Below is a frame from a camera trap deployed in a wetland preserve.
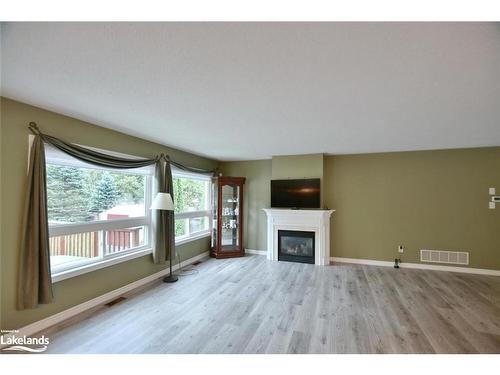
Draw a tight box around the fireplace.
[278,230,315,264]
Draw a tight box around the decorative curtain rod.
[28,121,218,174]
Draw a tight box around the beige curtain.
[17,123,213,310]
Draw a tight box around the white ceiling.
[1,23,500,160]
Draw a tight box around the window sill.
[52,232,210,283]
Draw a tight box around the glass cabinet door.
[220,184,241,251]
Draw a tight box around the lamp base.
[163,275,179,283]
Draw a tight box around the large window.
[172,169,212,243]
[46,141,154,278]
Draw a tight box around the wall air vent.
[420,250,469,265]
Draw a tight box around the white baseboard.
[0,251,209,347]
[245,249,267,255]
[330,257,500,276]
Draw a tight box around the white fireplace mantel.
[263,208,335,266]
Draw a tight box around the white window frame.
[172,167,212,245]
[28,135,154,283]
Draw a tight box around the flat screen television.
[271,178,320,208]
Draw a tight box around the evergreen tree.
[89,172,119,216]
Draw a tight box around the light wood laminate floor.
[44,255,500,353]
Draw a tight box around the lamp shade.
[151,193,174,211]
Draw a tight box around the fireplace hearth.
[278,230,315,264]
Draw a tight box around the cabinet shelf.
[210,177,245,258]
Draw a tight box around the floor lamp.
[151,193,178,283]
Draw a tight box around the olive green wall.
[0,98,217,329]
[272,154,324,207]
[219,160,271,250]
[223,147,500,270]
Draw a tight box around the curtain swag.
[17,122,216,310]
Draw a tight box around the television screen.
[271,178,320,208]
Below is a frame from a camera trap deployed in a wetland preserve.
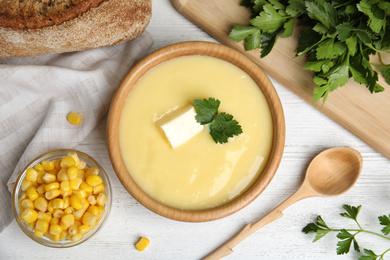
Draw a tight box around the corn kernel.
[85,175,103,187]
[87,206,99,216]
[61,214,74,229]
[96,192,108,206]
[135,237,149,251]
[73,190,87,199]
[38,211,52,223]
[78,225,89,235]
[77,160,87,170]
[25,168,38,182]
[63,197,70,208]
[42,172,57,184]
[87,195,96,205]
[79,181,93,193]
[53,198,65,209]
[64,207,75,214]
[60,230,68,241]
[20,208,38,223]
[34,163,44,172]
[60,156,76,168]
[66,166,79,180]
[53,209,64,218]
[92,182,106,195]
[37,184,46,194]
[45,182,60,191]
[82,212,97,226]
[37,171,46,184]
[50,217,60,225]
[81,199,89,210]
[34,230,43,237]
[35,219,49,233]
[45,189,61,200]
[73,208,85,220]
[67,111,82,125]
[85,166,99,178]
[20,179,33,191]
[27,221,37,231]
[70,234,83,242]
[47,200,54,213]
[68,152,80,166]
[34,197,47,212]
[49,234,60,243]
[57,168,69,182]
[60,180,70,191]
[26,186,38,201]
[42,160,55,171]
[70,195,83,210]
[69,177,83,190]
[19,199,34,209]
[77,169,85,180]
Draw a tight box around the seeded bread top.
[0,0,105,30]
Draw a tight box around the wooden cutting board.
[171,0,390,159]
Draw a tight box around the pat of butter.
[156,105,204,149]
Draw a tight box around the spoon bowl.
[306,147,363,197]
[204,147,363,260]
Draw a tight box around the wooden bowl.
[107,42,285,222]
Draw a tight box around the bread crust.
[0,0,152,57]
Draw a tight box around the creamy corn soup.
[119,55,273,210]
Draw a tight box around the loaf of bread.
[0,0,152,57]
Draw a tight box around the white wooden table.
[0,0,390,260]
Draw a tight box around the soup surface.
[119,55,273,210]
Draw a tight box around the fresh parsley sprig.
[302,205,390,260]
[194,98,242,144]
[229,0,390,104]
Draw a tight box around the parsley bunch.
[194,98,242,144]
[229,0,390,104]
[302,205,390,260]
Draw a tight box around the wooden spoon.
[204,147,363,260]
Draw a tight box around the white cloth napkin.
[0,32,153,232]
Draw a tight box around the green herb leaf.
[340,205,362,221]
[194,98,242,144]
[194,98,221,125]
[210,112,242,144]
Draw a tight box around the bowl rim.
[107,41,285,222]
[12,149,112,248]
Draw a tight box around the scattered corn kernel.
[135,237,149,251]
[67,111,82,125]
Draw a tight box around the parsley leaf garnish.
[302,205,390,260]
[229,0,390,104]
[194,98,242,144]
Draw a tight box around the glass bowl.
[12,149,112,248]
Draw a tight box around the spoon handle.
[203,182,314,260]
[203,208,283,260]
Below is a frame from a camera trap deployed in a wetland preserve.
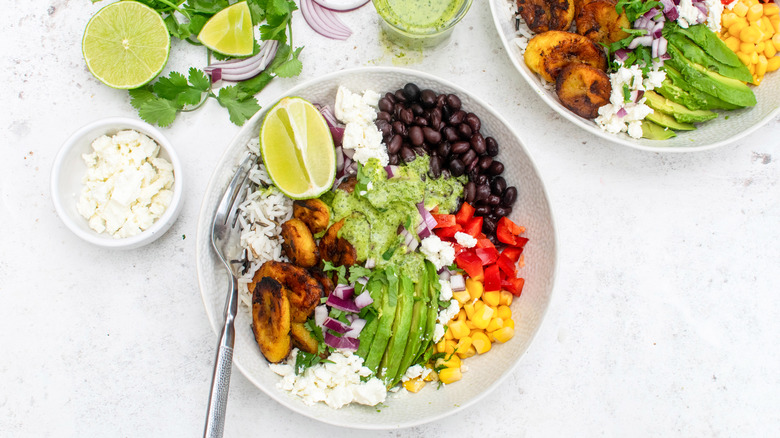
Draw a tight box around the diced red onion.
[450,274,466,292]
[325,332,360,351]
[325,293,360,313]
[299,0,352,40]
[355,290,374,309]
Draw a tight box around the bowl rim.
[50,117,184,249]
[488,0,780,153]
[195,66,558,430]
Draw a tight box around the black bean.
[423,126,441,144]
[490,176,506,196]
[447,94,460,111]
[450,158,466,176]
[487,160,504,176]
[485,137,498,157]
[404,82,420,102]
[409,126,425,146]
[463,181,477,204]
[401,146,417,163]
[469,132,487,155]
[458,123,472,140]
[420,88,436,108]
[501,187,517,207]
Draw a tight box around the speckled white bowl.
[488,0,780,152]
[51,117,184,249]
[197,67,556,429]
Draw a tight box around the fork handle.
[203,275,238,438]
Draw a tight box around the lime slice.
[81,1,171,89]
[198,1,255,56]
[260,97,336,199]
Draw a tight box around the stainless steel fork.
[203,154,257,438]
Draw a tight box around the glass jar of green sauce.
[372,0,472,48]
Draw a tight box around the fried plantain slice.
[293,199,330,234]
[255,260,324,322]
[319,219,357,266]
[290,322,319,354]
[523,30,607,82]
[282,218,320,268]
[555,63,612,119]
[252,277,292,363]
[575,0,631,44]
[517,0,574,33]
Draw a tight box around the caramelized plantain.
[575,0,631,44]
[319,219,357,266]
[517,0,574,33]
[555,63,612,119]
[523,30,607,82]
[255,260,324,322]
[293,199,330,234]
[290,322,319,354]
[252,277,292,363]
[282,218,320,268]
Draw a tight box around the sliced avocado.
[666,45,756,107]
[642,120,677,140]
[666,32,753,84]
[643,111,696,134]
[656,63,741,110]
[644,91,718,123]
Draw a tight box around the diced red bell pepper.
[432,214,456,228]
[474,248,498,266]
[455,202,476,226]
[496,254,520,277]
[455,250,484,281]
[484,265,501,292]
[502,278,525,297]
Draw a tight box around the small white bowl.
[51,117,184,249]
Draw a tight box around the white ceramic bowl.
[51,117,184,249]
[197,67,556,429]
[489,0,780,152]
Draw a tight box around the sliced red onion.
[355,290,374,309]
[299,0,352,40]
[314,0,369,12]
[450,274,466,292]
[322,334,360,351]
[325,293,360,313]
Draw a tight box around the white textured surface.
[0,0,780,437]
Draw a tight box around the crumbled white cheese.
[269,349,387,409]
[77,130,174,238]
[334,86,389,166]
[420,234,455,270]
[455,231,477,248]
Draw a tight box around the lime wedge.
[81,1,171,89]
[260,97,336,199]
[198,1,255,56]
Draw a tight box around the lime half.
[81,1,171,89]
[260,97,336,199]
[198,1,255,56]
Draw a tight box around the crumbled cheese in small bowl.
[51,117,184,249]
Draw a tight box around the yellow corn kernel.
[496,306,512,319]
[485,317,504,333]
[466,278,485,300]
[482,290,501,307]
[439,368,463,385]
[471,306,493,329]
[445,321,471,339]
[745,3,764,21]
[471,332,491,354]
[490,327,515,344]
[403,377,425,392]
[739,24,764,44]
[498,290,514,306]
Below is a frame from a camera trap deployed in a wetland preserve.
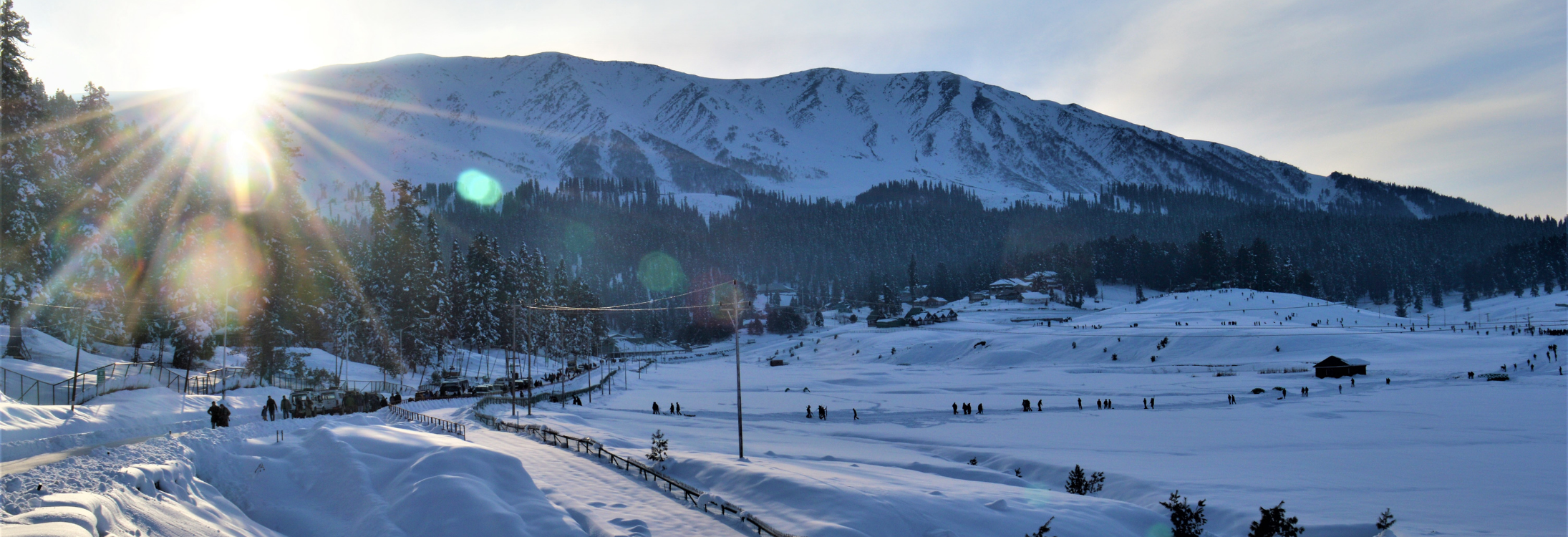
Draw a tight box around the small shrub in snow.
[647,430,669,462]
[1377,509,1398,529]
[1247,501,1306,537]
[1065,465,1105,496]
[1161,490,1209,537]
[1024,516,1057,537]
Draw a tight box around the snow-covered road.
[423,408,745,537]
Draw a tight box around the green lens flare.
[637,251,685,292]
[561,221,594,253]
[458,168,500,205]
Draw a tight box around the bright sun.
[196,74,268,125]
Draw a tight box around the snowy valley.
[3,286,1568,537]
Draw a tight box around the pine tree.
[1247,501,1306,537]
[1161,491,1209,537]
[1377,509,1398,531]
[647,430,669,462]
[0,0,53,358]
[1065,465,1105,496]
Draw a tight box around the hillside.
[116,54,1486,217]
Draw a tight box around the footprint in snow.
[610,518,652,537]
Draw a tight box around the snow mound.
[203,417,585,537]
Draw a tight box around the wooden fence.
[473,408,797,537]
[387,405,469,440]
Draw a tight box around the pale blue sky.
[17,0,1568,218]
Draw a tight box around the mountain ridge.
[116,52,1490,218]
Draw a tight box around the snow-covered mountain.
[131,54,1486,217]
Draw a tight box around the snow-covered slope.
[124,54,1485,217]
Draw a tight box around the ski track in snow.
[0,286,1568,537]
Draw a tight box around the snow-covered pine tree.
[1063,465,1105,496]
[647,430,669,462]
[1377,509,1398,531]
[461,233,503,352]
[1161,490,1209,537]
[0,0,52,358]
[423,213,452,369]
[1247,501,1306,537]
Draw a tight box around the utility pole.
[71,312,88,412]
[731,279,746,458]
[523,308,533,416]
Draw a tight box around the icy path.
[423,408,750,537]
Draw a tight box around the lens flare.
[165,215,266,324]
[637,251,685,292]
[224,132,274,212]
[561,221,594,253]
[196,72,268,124]
[458,168,502,207]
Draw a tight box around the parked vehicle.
[440,379,469,397]
[315,390,344,416]
[289,390,315,417]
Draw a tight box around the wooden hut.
[1312,357,1369,379]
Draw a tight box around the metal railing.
[473,397,797,537]
[0,363,187,405]
[387,405,469,440]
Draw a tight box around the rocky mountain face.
[227,54,1486,217]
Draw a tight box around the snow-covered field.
[0,287,1568,537]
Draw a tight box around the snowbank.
[0,388,289,460]
[193,416,585,537]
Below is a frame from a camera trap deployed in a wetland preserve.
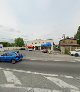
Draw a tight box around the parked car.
[0,52,23,64]
[75,50,80,57]
[70,49,80,56]
[19,48,26,50]
[42,49,48,53]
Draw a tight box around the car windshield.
[0,0,80,92]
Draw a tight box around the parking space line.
[3,70,21,85]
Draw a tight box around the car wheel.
[20,59,22,61]
[12,60,16,64]
[75,53,79,57]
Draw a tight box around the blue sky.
[0,0,80,42]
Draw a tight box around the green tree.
[74,26,80,44]
[15,37,24,47]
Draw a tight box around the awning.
[41,42,52,47]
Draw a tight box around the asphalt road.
[0,60,80,74]
[0,52,80,92]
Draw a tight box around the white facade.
[0,44,4,51]
[27,39,53,50]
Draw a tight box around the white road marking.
[0,84,62,92]
[44,76,79,92]
[6,68,58,77]
[3,70,21,85]
[75,59,80,62]
[0,68,74,78]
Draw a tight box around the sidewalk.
[25,55,80,62]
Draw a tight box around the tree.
[0,42,10,47]
[74,26,80,40]
[15,37,24,47]
[74,26,80,44]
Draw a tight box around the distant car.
[75,50,80,57]
[42,49,48,53]
[0,52,23,64]
[28,48,33,51]
[19,48,26,50]
[70,49,80,56]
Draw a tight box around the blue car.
[0,52,23,64]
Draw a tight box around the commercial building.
[59,38,80,54]
[27,39,54,50]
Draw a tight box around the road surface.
[0,60,80,92]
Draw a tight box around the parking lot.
[20,50,80,62]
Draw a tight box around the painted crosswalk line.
[44,76,80,92]
[3,70,21,85]
[0,84,62,92]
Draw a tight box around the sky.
[0,0,80,43]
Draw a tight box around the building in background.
[59,38,80,54]
[27,39,54,50]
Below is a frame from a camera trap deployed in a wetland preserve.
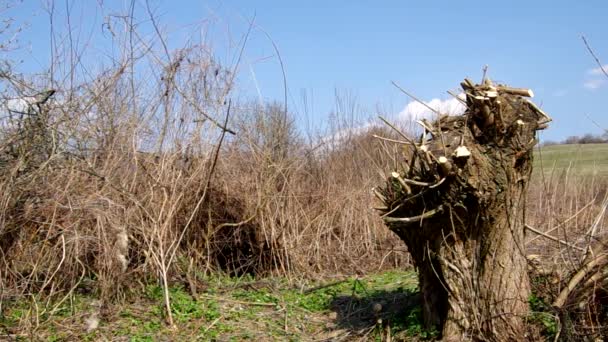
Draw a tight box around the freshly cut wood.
[496,86,534,97]
[377,79,548,341]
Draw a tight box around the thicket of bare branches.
[0,2,606,336]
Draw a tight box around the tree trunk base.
[376,80,550,341]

###

Goal
Copy the records word for word, from their start through the line containing "[52,232,210,283]", including that line, and leave the pictures out.

Response to this exercise
Below is a frame from a camera trap deployed in a wetland preserve.
Draw a tight box around the fireplace.
[278,230,315,264]
Draw a tight box around the decorative curtain rod.
[28,121,218,174]
Draw a tight box around the beige curtain.
[17,123,213,310]
Draw a tight box around the white ceiling.
[1,23,500,160]
Draw a tight box around the window sill.
[52,232,210,283]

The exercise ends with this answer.